▸ BRIEF:
Decide whether each statement agrees with the passage on the tobacco industry below, giving yes or no and quoting the words that settle it: 1. Tobacco executives now sponsor stop-smoking sites. 2. The tobacco industry has stopped selling what it sold years ago. 3. Tobacco executives were once the last people in America to swear there was no link between cigarettes and cancer.

▸ PASSAGE SHOWN:
====
Quindlen: Killing The Consumer

In a world of uncertainty, there's always one group you can count on: the tobacco industry. Their executives aren't quite as riveting as they were years ago, when they were the last people in America swearing there was no link between cigarettes and cancer. Now they sponsor stop-smoking sites and cultural events to play the corporate solid citizen, but they're still selling the same old thing—yellow teeth, smelly upholstery, wrinkles, emphysema, lung cancer and death. To do this they need to think outside the box. Especially since the box is a coffin.
====
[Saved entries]
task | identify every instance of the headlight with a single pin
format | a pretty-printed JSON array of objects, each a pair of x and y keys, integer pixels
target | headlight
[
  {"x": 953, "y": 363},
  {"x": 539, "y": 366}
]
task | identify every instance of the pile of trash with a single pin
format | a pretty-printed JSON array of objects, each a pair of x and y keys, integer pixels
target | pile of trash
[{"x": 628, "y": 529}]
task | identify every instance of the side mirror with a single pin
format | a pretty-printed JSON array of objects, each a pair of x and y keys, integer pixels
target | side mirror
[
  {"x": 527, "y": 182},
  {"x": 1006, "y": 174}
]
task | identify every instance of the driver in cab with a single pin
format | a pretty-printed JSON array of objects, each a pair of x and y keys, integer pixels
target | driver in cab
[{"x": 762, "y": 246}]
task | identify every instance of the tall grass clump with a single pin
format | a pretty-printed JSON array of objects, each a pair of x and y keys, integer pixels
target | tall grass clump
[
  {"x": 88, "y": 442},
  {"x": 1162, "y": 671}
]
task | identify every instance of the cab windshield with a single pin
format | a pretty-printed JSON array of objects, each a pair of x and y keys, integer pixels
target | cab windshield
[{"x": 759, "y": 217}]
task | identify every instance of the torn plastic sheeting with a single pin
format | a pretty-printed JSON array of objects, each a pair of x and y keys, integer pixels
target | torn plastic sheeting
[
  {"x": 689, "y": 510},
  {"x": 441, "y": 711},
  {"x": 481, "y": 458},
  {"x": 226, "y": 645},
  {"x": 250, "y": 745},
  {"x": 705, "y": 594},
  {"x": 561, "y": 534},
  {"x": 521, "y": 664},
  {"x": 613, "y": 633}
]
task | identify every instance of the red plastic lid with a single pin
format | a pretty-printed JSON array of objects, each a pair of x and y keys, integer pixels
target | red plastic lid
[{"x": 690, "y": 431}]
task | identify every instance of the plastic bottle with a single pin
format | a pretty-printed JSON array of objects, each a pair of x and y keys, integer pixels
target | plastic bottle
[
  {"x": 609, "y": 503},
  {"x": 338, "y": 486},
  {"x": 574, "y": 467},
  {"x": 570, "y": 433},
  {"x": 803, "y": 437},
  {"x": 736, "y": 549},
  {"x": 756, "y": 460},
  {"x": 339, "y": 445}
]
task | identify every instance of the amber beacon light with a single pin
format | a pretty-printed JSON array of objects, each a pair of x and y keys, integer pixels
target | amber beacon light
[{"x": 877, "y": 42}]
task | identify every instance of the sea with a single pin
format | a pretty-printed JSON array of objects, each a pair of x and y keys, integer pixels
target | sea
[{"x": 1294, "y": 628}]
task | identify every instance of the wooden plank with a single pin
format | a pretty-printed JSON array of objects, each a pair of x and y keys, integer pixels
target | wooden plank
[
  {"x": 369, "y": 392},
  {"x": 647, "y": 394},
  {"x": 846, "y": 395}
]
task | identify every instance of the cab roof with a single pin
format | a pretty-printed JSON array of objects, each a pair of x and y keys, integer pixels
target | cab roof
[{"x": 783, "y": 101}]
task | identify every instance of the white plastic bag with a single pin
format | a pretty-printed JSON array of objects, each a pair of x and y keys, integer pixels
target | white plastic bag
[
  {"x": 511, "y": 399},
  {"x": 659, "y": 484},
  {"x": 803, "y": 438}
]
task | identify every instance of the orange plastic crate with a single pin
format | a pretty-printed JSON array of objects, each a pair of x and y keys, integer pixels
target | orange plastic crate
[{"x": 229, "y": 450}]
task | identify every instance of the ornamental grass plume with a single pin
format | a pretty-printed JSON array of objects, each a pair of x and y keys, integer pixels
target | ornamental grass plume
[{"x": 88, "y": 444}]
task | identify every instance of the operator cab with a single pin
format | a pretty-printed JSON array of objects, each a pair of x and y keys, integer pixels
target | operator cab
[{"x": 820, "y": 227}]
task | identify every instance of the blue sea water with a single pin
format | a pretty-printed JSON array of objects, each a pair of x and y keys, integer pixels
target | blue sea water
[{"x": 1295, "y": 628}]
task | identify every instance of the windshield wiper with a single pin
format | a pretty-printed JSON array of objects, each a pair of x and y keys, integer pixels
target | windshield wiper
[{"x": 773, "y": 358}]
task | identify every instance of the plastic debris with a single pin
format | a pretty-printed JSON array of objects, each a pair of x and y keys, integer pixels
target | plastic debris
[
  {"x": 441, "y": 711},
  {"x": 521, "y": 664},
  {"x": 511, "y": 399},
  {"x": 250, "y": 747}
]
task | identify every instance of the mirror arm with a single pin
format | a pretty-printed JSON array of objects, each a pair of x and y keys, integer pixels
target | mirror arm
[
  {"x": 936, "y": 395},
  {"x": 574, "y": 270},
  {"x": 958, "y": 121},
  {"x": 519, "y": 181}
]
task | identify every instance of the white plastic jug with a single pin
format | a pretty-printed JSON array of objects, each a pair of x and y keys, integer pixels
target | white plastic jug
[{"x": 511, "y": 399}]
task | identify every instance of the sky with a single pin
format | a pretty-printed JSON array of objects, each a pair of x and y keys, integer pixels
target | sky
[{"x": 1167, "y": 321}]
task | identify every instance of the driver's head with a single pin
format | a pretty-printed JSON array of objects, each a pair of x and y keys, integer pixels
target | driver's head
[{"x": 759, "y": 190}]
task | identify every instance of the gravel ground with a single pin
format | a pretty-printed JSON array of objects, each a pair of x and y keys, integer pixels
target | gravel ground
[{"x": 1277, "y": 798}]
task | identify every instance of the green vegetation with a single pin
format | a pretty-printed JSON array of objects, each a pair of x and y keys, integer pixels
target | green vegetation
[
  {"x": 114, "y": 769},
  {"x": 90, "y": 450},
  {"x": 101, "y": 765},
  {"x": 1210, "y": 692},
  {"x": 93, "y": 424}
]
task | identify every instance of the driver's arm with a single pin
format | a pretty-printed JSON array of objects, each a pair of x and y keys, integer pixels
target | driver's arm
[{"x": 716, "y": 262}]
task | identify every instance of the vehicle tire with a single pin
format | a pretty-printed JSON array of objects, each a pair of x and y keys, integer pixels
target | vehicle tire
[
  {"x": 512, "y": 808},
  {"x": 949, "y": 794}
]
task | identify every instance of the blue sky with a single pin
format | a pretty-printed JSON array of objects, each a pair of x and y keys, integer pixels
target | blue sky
====
▸ SOLUTION BELOW:
1. Yes: "Now they sponsor stop-smoking sites and cultural events to play the corporate solid citizen"
2. No: "they're still selling the same old thing"
3. Yes: "they were the last people in America swearing there was no link between cigarettes and cancer"